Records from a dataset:

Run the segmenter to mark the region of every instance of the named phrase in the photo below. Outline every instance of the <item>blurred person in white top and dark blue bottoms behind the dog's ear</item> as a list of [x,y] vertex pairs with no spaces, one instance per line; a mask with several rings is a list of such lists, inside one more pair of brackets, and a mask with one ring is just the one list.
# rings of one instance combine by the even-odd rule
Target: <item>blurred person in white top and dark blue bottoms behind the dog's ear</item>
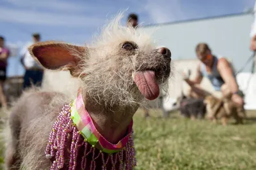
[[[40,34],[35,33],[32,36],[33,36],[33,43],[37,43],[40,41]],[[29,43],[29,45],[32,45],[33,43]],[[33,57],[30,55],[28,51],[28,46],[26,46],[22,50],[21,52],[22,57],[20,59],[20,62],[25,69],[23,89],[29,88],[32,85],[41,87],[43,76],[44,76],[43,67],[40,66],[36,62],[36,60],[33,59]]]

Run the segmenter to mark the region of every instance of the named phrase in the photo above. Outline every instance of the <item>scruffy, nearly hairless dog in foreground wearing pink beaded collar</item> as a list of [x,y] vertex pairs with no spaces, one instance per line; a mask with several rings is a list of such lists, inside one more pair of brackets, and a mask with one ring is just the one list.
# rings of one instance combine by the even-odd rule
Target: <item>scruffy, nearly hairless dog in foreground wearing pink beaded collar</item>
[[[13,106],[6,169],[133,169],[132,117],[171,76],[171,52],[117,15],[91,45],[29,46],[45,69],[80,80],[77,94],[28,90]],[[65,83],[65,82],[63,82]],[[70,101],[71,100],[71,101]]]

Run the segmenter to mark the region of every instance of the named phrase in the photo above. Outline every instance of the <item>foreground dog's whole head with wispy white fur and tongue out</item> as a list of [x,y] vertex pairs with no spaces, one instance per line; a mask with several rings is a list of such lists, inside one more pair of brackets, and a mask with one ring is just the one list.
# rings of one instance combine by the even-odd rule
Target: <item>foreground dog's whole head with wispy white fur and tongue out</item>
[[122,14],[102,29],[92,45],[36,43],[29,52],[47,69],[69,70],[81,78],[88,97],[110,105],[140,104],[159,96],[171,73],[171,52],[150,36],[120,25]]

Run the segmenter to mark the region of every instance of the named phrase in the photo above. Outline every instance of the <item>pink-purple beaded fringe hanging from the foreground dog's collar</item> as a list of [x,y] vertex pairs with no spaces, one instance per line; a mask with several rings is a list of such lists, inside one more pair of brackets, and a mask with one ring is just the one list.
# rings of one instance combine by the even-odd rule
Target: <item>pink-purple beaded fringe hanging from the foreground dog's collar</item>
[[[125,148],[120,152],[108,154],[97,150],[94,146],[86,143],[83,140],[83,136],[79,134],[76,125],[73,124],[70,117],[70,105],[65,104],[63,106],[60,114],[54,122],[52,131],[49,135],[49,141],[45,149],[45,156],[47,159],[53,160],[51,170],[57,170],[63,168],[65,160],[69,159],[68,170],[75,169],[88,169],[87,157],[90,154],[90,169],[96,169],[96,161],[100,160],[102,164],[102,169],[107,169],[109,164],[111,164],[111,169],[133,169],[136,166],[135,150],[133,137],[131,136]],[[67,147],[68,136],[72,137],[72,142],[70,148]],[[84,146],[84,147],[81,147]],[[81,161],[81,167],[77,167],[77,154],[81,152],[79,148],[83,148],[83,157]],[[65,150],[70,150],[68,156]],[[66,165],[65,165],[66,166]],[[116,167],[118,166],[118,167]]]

*Exercise*
Although the records above contain pictures, only their text is to be repeated, exactly as given.

*Exercise response*
Run the segmenter to mark the region of every instance of the named phrase in the photo below. Outline every instance of the <item>blurred person in white top and dark blue bottoms behind the dog's ear</item> as a list of [x,y] vertex pairs with no spaces, one instance per line; a mask with several rings is a list of such lists, inside one more pair of brackets, and a mask with one ring is just the one list.
# rings of one instance combine by the even-odd rule
Target: <item>blurred person in white top and dark blue bottoms behind the dog's ear</item>
[[[40,34],[35,33],[32,36],[33,36],[33,43],[37,43],[40,41]],[[29,43],[29,45],[32,45],[33,43]],[[33,57],[30,55],[28,51],[28,46],[26,46],[22,50],[21,52],[22,57],[20,59],[20,62],[25,69],[23,89],[29,88],[32,85],[41,87],[43,76],[44,76],[43,67],[40,66],[36,62],[36,60],[33,59]]]

Run the segmenter to mark the region of every instance of the named phrase in the photo above. Outline every instance of the <item>scruffy, nearly hairless dog in foreground wearing pink beaded collar</item> as a list of [x,y] vertex pairs with no spaces, one instance per line; a mask with several rings is a list of such lists, inside one more pair of brackets, and a mask with one ring is just the one list.
# rings of one instance combine by the even-odd rule
Target: <item>scruffy, nearly hairless dog in foreground wearing pink beaded collar</item>
[[[13,106],[6,169],[133,169],[132,117],[171,76],[171,52],[117,15],[91,45],[29,46],[45,69],[80,80],[77,94],[28,90]],[[65,83],[65,82],[63,82]],[[70,101],[71,100],[71,101]]]

Run the segmenter to mark the region of every instance of the named phrase in the photo above. Outline every instance of the <item>foreground dog's whole head with wispy white fur and tongue out</item> as a list of [x,y] vertex pairs with no spaces, one instance per line; a mask with several rings is a list of such lists, inside one more pair of brackets, and a mask with one ring is just the one list.
# rings of one instance combine by the even-odd rule
Target: <item>foreground dog's whole head with wispy white fur and tongue out</item>
[[122,14],[102,29],[92,45],[36,43],[29,52],[47,69],[69,70],[81,78],[88,97],[110,105],[140,104],[159,96],[171,73],[171,52],[150,36],[120,25]]

Run the segmenter to mark the region of every instance of the named phrase in the photo above. Outline every instance of the <item>pink-purple beaded fringe hanging from the foreground dog's collar</item> as a list of [x,y] vertex pairs with no spaces, one instance per line; a mask with several rings is a list of such lists, inside one more pair of brackets, and a mask with one ring is just the one list.
# rings of one instance combine by the even-odd rule
Target: <item>pink-purple beaded fringe hanging from the foreground dog's collar</item>
[[[125,148],[120,152],[108,154],[97,150],[94,146],[86,143],[83,140],[83,136],[79,134],[76,125],[73,124],[70,117],[70,105],[65,104],[63,106],[60,114],[54,122],[52,131],[49,135],[49,141],[45,149],[45,156],[47,159],[53,160],[51,170],[57,170],[63,168],[65,160],[69,159],[68,170],[75,169],[88,169],[87,157],[90,154],[90,169],[96,169],[96,161],[100,160],[102,164],[102,169],[107,169],[109,164],[111,164],[111,169],[133,169],[136,166],[135,150],[133,137],[131,136]],[[67,147],[68,136],[72,137],[72,142],[70,148]],[[84,146],[84,147],[81,147]],[[81,161],[81,167],[77,167],[77,154],[81,152],[79,148],[83,148],[83,157]],[[65,150],[70,150],[68,156]],[[66,165],[65,165],[66,166]],[[116,167],[118,166],[118,167]]]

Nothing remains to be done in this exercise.